» **TASK ITEM**: Write the entries below out again exactly; any picture in them stays out.

» **THE RECORDS**:
○ ○ ○
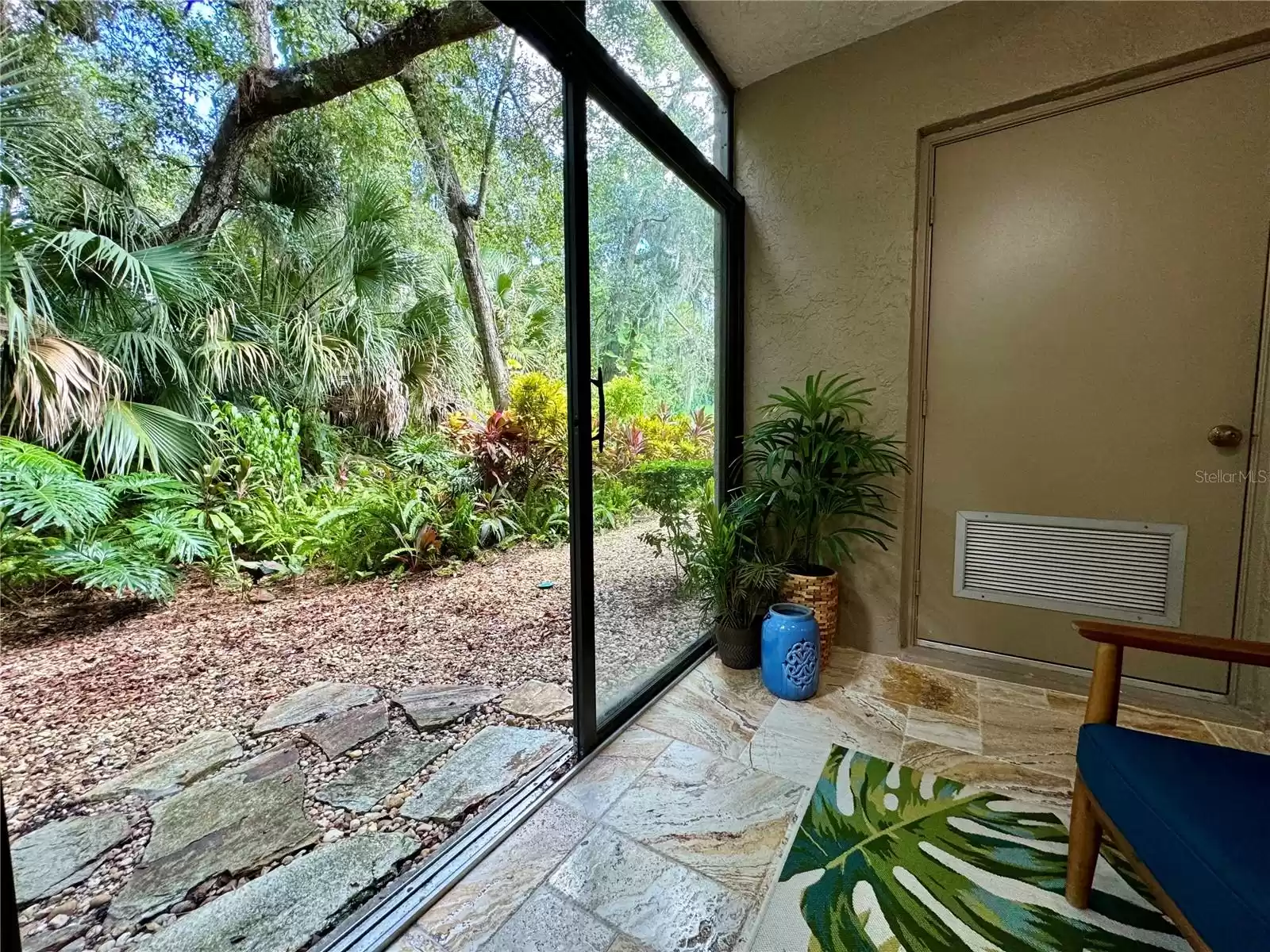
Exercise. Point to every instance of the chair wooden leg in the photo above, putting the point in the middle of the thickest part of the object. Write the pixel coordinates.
(1083, 850)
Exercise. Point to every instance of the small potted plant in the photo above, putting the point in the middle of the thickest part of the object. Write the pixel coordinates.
(821, 476)
(733, 581)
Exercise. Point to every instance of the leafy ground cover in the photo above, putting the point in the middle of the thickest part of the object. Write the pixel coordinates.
(90, 687)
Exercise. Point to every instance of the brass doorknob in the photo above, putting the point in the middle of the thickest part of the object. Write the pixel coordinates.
(1223, 435)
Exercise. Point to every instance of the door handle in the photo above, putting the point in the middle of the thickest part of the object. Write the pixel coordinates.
(1226, 436)
(600, 385)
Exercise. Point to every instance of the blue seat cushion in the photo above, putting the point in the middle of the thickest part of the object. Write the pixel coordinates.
(1198, 816)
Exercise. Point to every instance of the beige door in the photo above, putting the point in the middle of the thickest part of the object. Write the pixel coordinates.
(1096, 291)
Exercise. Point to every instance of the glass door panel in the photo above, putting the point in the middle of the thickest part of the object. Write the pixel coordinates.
(653, 359)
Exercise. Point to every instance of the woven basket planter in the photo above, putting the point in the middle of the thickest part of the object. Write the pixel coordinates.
(821, 594)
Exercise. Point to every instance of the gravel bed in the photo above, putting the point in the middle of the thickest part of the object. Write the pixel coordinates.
(89, 687)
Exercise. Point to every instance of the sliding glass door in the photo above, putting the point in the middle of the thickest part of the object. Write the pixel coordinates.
(653, 234)
(652, 258)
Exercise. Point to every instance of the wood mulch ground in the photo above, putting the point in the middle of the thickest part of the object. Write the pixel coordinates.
(90, 685)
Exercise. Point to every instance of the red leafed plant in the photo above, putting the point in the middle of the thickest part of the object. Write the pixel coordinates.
(628, 446)
(702, 427)
(497, 446)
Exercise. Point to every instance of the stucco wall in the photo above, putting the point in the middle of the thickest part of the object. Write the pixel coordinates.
(827, 155)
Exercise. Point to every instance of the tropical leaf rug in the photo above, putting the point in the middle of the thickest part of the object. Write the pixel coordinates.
(895, 860)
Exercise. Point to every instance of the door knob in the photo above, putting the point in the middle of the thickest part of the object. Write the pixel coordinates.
(1223, 435)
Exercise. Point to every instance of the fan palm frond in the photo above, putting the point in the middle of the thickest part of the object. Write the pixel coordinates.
(55, 386)
(133, 436)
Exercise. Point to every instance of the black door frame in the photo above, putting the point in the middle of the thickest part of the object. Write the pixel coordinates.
(558, 31)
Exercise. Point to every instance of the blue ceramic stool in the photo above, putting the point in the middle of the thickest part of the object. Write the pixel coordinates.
(791, 651)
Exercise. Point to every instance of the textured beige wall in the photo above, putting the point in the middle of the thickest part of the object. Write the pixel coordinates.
(827, 155)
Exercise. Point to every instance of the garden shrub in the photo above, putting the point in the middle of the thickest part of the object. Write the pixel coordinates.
(624, 399)
(543, 516)
(672, 437)
(429, 455)
(671, 488)
(264, 438)
(614, 501)
(125, 535)
(540, 408)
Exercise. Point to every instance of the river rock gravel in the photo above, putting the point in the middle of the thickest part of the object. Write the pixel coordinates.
(90, 689)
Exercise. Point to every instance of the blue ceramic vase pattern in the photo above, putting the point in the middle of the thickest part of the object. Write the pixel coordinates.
(791, 651)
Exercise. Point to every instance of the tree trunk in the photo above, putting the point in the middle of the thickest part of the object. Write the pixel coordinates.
(267, 93)
(463, 217)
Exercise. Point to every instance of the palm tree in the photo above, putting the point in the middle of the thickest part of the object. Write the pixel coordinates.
(90, 301)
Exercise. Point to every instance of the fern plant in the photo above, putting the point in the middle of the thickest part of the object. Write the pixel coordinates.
(125, 533)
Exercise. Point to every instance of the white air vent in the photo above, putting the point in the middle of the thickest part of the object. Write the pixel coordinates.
(1102, 568)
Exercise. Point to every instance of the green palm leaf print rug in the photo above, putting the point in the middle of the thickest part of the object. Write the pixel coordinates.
(892, 860)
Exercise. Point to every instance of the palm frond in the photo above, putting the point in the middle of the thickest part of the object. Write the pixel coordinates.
(122, 570)
(133, 436)
(171, 535)
(56, 386)
(40, 494)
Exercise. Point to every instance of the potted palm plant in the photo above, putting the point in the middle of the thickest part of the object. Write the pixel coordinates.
(733, 579)
(821, 475)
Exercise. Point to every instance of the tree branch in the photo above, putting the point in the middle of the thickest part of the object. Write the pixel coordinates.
(503, 84)
(260, 31)
(266, 94)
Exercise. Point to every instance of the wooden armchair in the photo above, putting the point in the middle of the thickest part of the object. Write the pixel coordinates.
(1191, 818)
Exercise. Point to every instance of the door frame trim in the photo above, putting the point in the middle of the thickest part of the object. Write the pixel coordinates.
(1249, 689)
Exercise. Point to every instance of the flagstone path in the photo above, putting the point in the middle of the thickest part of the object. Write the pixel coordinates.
(107, 715)
(248, 827)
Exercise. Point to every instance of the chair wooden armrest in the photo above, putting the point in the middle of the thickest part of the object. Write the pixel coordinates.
(1176, 643)
(1113, 639)
(1089, 818)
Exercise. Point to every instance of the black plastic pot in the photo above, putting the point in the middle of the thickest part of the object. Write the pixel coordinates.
(738, 647)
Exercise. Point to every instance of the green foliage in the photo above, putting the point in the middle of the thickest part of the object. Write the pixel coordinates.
(624, 399)
(543, 516)
(819, 473)
(290, 371)
(539, 408)
(124, 533)
(672, 488)
(40, 490)
(614, 501)
(725, 566)
(673, 437)
(268, 442)
(429, 455)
○ ○ ○
» **OUTPUT FOR THIS EXERCISE**:
Exercise. Point to every instance of the chair wooden leg in the photo above, putting the point in the middle of the thickest part of the object. Write the pixel coordinates.
(1083, 850)
Exercise. Point to every instance of the small potted plant in the photo above, putting the point in the middle of the thickest part of the object. Write the pixel coordinates.
(821, 476)
(733, 581)
Exercise. Point to every instance of the leafy ground cover in the photo above, putting the point in the middle of the thickest part of the object. Write the pixel coordinates.
(90, 687)
Exercise. Point to every instance of the brass doorknob in the photo above, putting the point in the middle of the thickest part of the object. Write the pixel coordinates.
(1223, 435)
Exercise. Point to every instance of the door handle in the photo above, putting the point in the middle of the thickest part of the object. Write the pixel coordinates.
(1226, 436)
(600, 385)
Exercise. Point to every instance of the blue seat cushion in the photo above, putting the point in the middle of the thickest part of the object. Write the pixel coordinates.
(1198, 816)
Exercise. Point to every instance of the beige door in the photo above, putting the point in the middle of the thickest part of the object. Write the pixel coordinates.
(1096, 291)
Exercise. Point to every instance of the glass door panel in the photo above, putting the point in the middle of the thickest part of the object. Write the pixel coordinates.
(653, 359)
Exercise. Point to every instance of the woven basket planter in the photo above, putting the point in the middle of the thickest part of the object. Write the pixel coordinates.
(821, 594)
Exercise. Point to every instance of the gravel bed in the photo above, putting the point in the middle of the thickest part of the object. Write the pixel coordinates.
(89, 687)
Exercise. Point to every instance of the sliding glass door in the photo above, putting the point in the middle of the thickest part of the object. Write the pixel coordinates.
(653, 234)
(652, 258)
Exercise. Point to every instance of the wood mulch ground in the photo above, putting the point in the middle of the thickest part of the object. Write the pixel coordinates.
(90, 685)
Exercise. Point to every instance of the red leafed plant in the photo above, putting the point in the middle of the thickest part of the object. Write the pixel coordinates.
(628, 446)
(702, 427)
(497, 446)
Exercise. Point to every instance of the stucco wall in the photo above, putting the point in the middle of the thickest part of the object. Write the pixel coordinates.
(827, 155)
Exercise. Point to every instance of the tropical leaf rug in the photo above, putting the point in the middle of the thickest part of the object. Write the pixel coordinates.
(895, 860)
Exercise. Point to every instance of the door knob in the photo above, putting the point in the middle of the thickest part of the object. Write the pixel coordinates.
(1223, 435)
Exercise. Point to every instance of the fan palm frond in the photo above, putting the point in the middle of the thickest part of the object. Write the pixel coordinates.
(55, 386)
(133, 436)
Exercise. Point to every instance of the black door frame in the photo above, putting the point in the middle of the thickest part of the object. Write the pixel coordinates.
(558, 31)
Exercise. Point to every instance of the blue ceramic stool in the photo above, putting the point in the middle of the thickest part of the object. Write the pixel coordinates.
(791, 651)
Exercise. Point to every instance of the textured beige wall in the photo above, putting the point in the middle of the thickest part of the object. Write the pixel coordinates.
(827, 155)
Exercise. Point to every instance of the garden shrub in the photo above, putting the point in the middle of the thickest part of the object. Write the pixel coordinates.
(624, 399)
(543, 516)
(672, 437)
(429, 455)
(671, 488)
(264, 438)
(614, 501)
(125, 535)
(540, 408)
Exercise. Point to every instance of the river rock gravel in the photo above, putting the point in the middle of the thickest part of the object. Write the pixel coordinates.
(90, 689)
Exercise. Point to every instance of the blue ceramic vase pattern in the photo above, putting the point in the middle of the thickest part of the object. Write the pixel coordinates.
(791, 651)
Exercise. Point to every instance of the tree trunk in the photo above, putting the point in the middle of the thickest part of the object. Write the pixel coordinates.
(267, 93)
(463, 217)
Exercise. Point to every instance of the palm tree in the photo above, putting the point in the middle of the thickest part of the object. Write the pixel coordinates.
(90, 301)
Exercise. Point to every instance of the fern plant in the photo above, putting the point in the middle of the thickest part of the object. Write the pixel coordinates.
(125, 533)
Exercise. Point to every instance of the white air vent in the photo above, putting the point in the middle of the thickest part of the object. Write the pixel coordinates.
(1102, 568)
Exercise. Point to every instance of the green palm leaf print rug in the photo above, putting the point in the middle of the thickest part of the object. Write the pixel coordinates.
(892, 860)
Exercise. Point to every instance of the palm frond in the photo above, putting the point in the middle of the thickest part of the object. Write the pixel coordinates.
(122, 570)
(133, 436)
(171, 535)
(56, 386)
(40, 494)
Exercise. Point to every instance of the potted palm plant in the photo above, putting the point in the middle of the thickest part of the object. Write the pixel coordinates.
(733, 579)
(821, 475)
Exercise. Point to every instance of the tree branch in the photo above, putting the point in the middle of the thickest part of the object. Write the pixel coordinates.
(503, 84)
(260, 31)
(266, 94)
Exercise. Point to every instance of the wooden armchair in the photo above, putting the point in the middle of the thickest part of the object. Write the pixel coordinates.
(1191, 818)
Exercise. Point to every instance of the door frame trim in the photo above, putting the point in the middle of the thickest part of the object. Write the pixel coordinates.
(1249, 689)
Exercise. Point to every instance of the flagstone path in the photo above, putting the point in the middle of the thickest part of the object. Write the pixel coordinates.
(107, 715)
(248, 827)
Exercise. Point to every instance of the chair wooden armrest in the photo above, putting the point in the middle of the thickest part of the object. Write the pixel coordinates.
(1176, 643)
(1113, 639)
(1089, 818)
Exercise. Point to every instance of the black plastic pot in the photo above, putting the point in the middle of the thickest part of the object. Write the pixel coordinates.
(738, 647)
Exercise. Point to every instance of the green foliage in the photo above, putting the point in the middle of the thickest part of the object. Write the pixel coordinates.
(624, 399)
(543, 516)
(819, 473)
(290, 371)
(539, 408)
(124, 533)
(672, 488)
(40, 490)
(614, 501)
(725, 566)
(673, 437)
(268, 442)
(429, 455)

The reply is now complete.